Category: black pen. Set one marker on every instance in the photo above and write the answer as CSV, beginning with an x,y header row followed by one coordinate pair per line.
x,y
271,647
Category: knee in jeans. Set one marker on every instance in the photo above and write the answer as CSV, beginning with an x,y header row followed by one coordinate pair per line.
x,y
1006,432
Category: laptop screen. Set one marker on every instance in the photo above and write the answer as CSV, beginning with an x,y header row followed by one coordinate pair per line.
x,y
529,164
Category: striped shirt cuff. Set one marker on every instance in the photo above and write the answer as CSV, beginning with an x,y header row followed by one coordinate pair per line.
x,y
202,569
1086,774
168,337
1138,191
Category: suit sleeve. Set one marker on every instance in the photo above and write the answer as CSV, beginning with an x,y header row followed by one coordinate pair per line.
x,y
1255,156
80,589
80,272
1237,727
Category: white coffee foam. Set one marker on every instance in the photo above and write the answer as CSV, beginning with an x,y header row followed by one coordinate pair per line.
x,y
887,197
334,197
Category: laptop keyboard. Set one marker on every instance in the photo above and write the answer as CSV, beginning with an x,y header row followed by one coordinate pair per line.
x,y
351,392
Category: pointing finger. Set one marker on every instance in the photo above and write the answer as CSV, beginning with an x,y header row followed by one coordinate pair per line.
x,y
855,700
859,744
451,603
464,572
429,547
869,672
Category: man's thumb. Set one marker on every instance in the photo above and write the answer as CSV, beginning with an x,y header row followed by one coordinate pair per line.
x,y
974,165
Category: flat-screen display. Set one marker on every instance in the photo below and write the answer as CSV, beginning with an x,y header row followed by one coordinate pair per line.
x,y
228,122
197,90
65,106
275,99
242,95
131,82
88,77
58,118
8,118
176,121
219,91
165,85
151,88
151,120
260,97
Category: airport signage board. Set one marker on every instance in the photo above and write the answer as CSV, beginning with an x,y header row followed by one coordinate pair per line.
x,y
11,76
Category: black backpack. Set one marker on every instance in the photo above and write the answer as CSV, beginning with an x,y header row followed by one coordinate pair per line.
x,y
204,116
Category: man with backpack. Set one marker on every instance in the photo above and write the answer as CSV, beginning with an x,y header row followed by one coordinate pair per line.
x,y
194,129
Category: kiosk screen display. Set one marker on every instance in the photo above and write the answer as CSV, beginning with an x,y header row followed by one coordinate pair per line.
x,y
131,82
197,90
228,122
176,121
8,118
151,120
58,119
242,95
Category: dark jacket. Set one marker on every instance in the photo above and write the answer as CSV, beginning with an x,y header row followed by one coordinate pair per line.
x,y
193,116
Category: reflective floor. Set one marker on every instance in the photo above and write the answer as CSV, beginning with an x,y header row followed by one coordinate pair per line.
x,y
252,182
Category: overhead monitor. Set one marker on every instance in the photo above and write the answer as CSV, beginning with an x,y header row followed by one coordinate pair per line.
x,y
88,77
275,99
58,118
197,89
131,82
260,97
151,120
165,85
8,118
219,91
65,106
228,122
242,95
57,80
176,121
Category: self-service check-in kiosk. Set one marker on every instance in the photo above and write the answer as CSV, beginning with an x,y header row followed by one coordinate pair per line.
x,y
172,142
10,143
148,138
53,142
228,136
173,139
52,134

*Your objective*
Every record must appear in the answer exactly as written.

*Result of this exercise*
Category: black pen. Set one marker on every instance in the photo above and write the answer as CSV, beginning with an x,y header row followed by one coordinate pair per line.
x,y
271,647
Category: knee in jeans. Set one marker on every instance in the photo above and write the answer as CSV, beginning with an x,y header row followed by one coordinate pair per line.
x,y
1006,432
Category: laptop screen. Set one marker on every instance in the photo above and write the answer as CSV, beginning with an x,y header row followed by one coordinate pair per line.
x,y
529,164
Category: striped shirt cuff. Set one marker on every instance in the photo above and write the answer as CSV, beginning with an x,y header row followed by one coordinate pair per line.
x,y
202,569
1086,774
168,337
1138,191
Category: suit sleeve. Set one marker on every instance in the photo above and write the answer as CSV, beginning with an x,y header row followed by one coordinate pair per line.
x,y
1255,156
80,589
80,272
1237,727
Category: white coffee foam. Set one marker on every instance in the photo above and write the answer as CSV, beginning with an x,y header row followed by one coordinate pair per line.
x,y
887,197
334,197
Category: laptop keyboard. Set one marker on every instance in the photo above and write the answer as CSV, beginning with an x,y header row followed by one coordinate pair per line.
x,y
351,392
Category: pointing finger. Set one marker on every instance in the photo above and write the answer as CSV, beginning with an x,y header row followed by one coordinate pair per line.
x,y
855,700
859,744
451,603
464,572
429,547
869,672
Category: man's thumb. Set one marker on every instance in the photo above and write the answer as CSV, beginning with an x,y header row followed by one coordinate pair per line.
x,y
974,165
Category: flat-screen display. Set one marker on every instance in the photo below and write the answer as CSV, beginning with an x,y header row followed by one coordinate pair per line.
x,y
228,122
197,90
65,106
275,99
242,95
131,82
88,77
58,118
8,118
176,121
219,91
165,85
151,88
151,120
260,97
Category: airport signage board. Set one marker on every instance in the photo above and write the answer as CSV, beginning with an x,y header row followed by one coordinate pair per line.
x,y
11,76
Category: black backpack. Set one marker on every instance in the photo above and write the answer as CSV, beginning with an x,y header row followed by one coordinate pair per line.
x,y
204,116
Category: man with backpack. Set one marker on every instance in the photo above and write the answer as CSV, beginning with an x,y header row followed by one coordinate pair per line.
x,y
194,129
Category: kiosk screen display. Set one marker on every instance in the photo above and write the answer as CSV, beginning with an x,y header row followed by one coordinate pair per line.
x,y
131,82
197,90
228,122
176,121
8,118
151,120
58,119
242,95
Category: dark jacket. Set one marker on every instance in the photo above and write the answer as CSV, beginning with an x,y header row followed by one coordinate pair per line.
x,y
193,116
Category: reflective floor. Set one marker on every instance in the photo above and write the answer as CSV, beginning with an x,y header row followed by one coordinate pair per line.
x,y
252,182
Category: overhead monitor. Set one marker on every instance in the photo above and write the answer as CSV, beginning with an x,y header row followed by one coordinate pair per line.
x,y
88,77
275,99
58,118
197,89
131,82
260,97
151,120
165,85
8,118
219,91
65,106
228,122
242,95
57,80
176,121
Category: self-service check-in kiosk. Set one marker on every instance in the photo above and write the answer as CSV, beginning with an x,y header row followed by one coordinate pair per line.
x,y
172,142
10,143
148,138
53,142
228,136
173,139
52,134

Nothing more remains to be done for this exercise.